▶ _Exercise passage_:
The media never says aword about 'ol bulbous nose Clinton and his coke habit (Monica testamony), though, nor Ted Kennedys alchoholism, now do they?
It's not unexpected from them, of course.
To the left, it's do as we say - not as we ourselves do.
That's what drew me to Rush at first. While abortion opponents were stereotyped as porkpie hatted Puritan men who wanted women to be barefoot, pregnant, and subservient (or worse, by that skirt-wearing "Men's Rights" clown that showed up on Donahue on a regular basis), Rush gave pro-lifers a human -- and humorous -- touch.
...It's obvious that a lot of Rush's critics just don't get him. They take his shtick a lot more seriously than most of the dittoheads do. But it is more disturbing how little they understand that vast section of America that votes Republican, believes in traditional values and prefers free enterprise to big government. You have to wonder how some of these elites can speak out in the name of "working families" and yet find so many of them so alien.
Brilliant. Almost perfect (he misspelled "tongue-in-cheek"). Bookmarked immediately.
Actually, I contend it is PRIMARILY dittoheads that they abhor, because they VOTE.
Let them think we are dumb. It just makes us all the more powerful.
The Left will always misunderestimate the Right, because they just assume that they are smarter and better and... well..., people just like them!

▶ _Extracted data_:
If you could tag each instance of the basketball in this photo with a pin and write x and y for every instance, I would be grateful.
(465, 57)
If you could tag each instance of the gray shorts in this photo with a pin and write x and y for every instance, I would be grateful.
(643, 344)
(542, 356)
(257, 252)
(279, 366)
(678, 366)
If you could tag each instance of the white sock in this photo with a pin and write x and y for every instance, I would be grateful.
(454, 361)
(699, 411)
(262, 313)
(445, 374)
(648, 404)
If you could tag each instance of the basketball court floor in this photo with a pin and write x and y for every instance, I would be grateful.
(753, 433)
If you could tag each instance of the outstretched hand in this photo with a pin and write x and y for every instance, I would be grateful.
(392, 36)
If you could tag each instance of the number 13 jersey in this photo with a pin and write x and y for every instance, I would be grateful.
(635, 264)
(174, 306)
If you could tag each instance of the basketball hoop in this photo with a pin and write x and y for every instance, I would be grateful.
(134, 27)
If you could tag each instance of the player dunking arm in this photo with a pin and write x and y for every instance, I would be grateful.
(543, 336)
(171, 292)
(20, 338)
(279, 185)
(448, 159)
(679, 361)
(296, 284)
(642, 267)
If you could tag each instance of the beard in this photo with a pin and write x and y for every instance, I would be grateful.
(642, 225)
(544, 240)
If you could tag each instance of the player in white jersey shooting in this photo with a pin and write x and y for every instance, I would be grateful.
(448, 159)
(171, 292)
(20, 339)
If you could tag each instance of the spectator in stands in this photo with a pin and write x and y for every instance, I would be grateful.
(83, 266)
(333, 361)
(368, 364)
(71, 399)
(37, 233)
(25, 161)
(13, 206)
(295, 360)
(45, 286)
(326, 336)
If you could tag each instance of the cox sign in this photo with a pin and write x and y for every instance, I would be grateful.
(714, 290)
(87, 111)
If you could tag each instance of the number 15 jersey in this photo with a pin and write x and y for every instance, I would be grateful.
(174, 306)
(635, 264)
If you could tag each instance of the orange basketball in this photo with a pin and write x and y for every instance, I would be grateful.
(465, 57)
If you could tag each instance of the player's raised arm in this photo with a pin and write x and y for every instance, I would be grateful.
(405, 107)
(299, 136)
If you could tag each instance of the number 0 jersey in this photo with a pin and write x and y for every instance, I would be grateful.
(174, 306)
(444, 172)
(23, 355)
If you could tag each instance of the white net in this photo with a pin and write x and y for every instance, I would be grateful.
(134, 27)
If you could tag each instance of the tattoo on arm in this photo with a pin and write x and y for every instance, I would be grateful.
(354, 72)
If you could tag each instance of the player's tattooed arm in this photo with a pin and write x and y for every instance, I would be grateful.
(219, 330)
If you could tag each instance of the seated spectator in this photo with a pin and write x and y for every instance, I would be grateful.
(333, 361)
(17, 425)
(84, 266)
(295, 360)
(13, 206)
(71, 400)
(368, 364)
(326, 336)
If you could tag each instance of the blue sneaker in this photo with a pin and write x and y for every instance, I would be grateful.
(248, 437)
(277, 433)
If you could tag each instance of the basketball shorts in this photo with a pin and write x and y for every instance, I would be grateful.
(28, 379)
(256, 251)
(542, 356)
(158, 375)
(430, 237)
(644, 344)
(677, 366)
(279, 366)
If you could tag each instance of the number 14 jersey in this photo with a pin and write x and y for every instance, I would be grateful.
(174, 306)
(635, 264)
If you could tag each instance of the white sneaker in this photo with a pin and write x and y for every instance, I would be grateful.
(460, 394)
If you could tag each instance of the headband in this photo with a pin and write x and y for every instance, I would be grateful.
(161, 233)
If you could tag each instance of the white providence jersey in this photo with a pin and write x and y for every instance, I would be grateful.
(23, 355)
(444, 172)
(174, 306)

▶ _What this exercise asks_:
a) Decide whether each statement below agrees with the discussion of Rush and his critics. Answer yes or no for each, and quote the words of the text that decide it.
(i) The critics take Rush's shtick more seriously than most dittoheads do.
(ii) Abortion opponents were stereotyped as women who wanted to be barefoot and pregnant.
(iii) One commenter holds that dittoheads are abhorred mainly because they vote.
b) List every word or phrase that the discussion of Rush and his critics puts in double quotation marks.
c) Continue the discussion of Rush and his critics with a further comment that follows its last sentence.

▶ _Answers provided_:
a)
(i) Yes: "They take his shtick a lot more seriously than most of the dittoheads do."
(ii) No: "abortion opponents were stereotyped as porkpie hatted Puritan men who wanted women to be barefoot, pregnant, and subservient"
(iii) Yes: "Actually, I contend it is PRIMARILY dittoheads that they abhor, because they VOTE."

b)
"Men's Rights"
"working families"
"tongue-in-cheek"

c)
The day Rush gets back from re-hab, he will have every one of his twenty million back, along with some others tuning in for the first time out of curiosity. After six months, look for his listenership to have grown.
Plus, I gotta believe Rush will have more of his "A" game on once he's off the pills. He was kind of cruising there the last few years, don't you think? Lots of talk about football and golf, and kind of missing the ball on important stuff.
When Rush comes back, he's going to be tanned, rested and ready. The 'Rats had better look out!
Bully Bully!
I agree. The Left is disingenuously mixing him up with Dr. Laura.
;^)
Carl Limbacher
October 7, 1998
In a column published in the New York Times Magazine section just before the 1996 election, Max Frankel quoted author Richard Reeves, who said that Clinton, while president, was sometimes "so punchy he has trouble thinking coherently." Reeves said that these episodes followed Clinton's regular injections of allergy medicine, after which the president "tries to avoid heavy lifting or meetings."
There have been substantial questions raised about the true nature of those injections. The New York Post's Andrea Peyser reported in September 1996 that during the first week of Clinton's presidency an unusual package with an Arkansas postmark turned up in the regular White House mail. It contained a vial of "mystery serum," as Peyser described it, labeled as allergy medicine. White House physician Burton Lee was instructed by Clinton's appointments secretary, Nancy Hernreich, to inject the president with its contents.
But the world-renowned Lee refused to do so. He told Peyser that the vial was inadequately labeled and that, in any event, he would not inject the president with anything without first checking Clinton's medical records.
Lee was told that Clinton's Arkansas doctor, Susan Santa Cruz, had his medical file. But when he called Santa Cruz she told him she would have to check with Hillary Clinton first before she could release the records to Lee. Lee expected that Santa Cruz would do just that, and that Hillary would quickly order her husband's file released to him.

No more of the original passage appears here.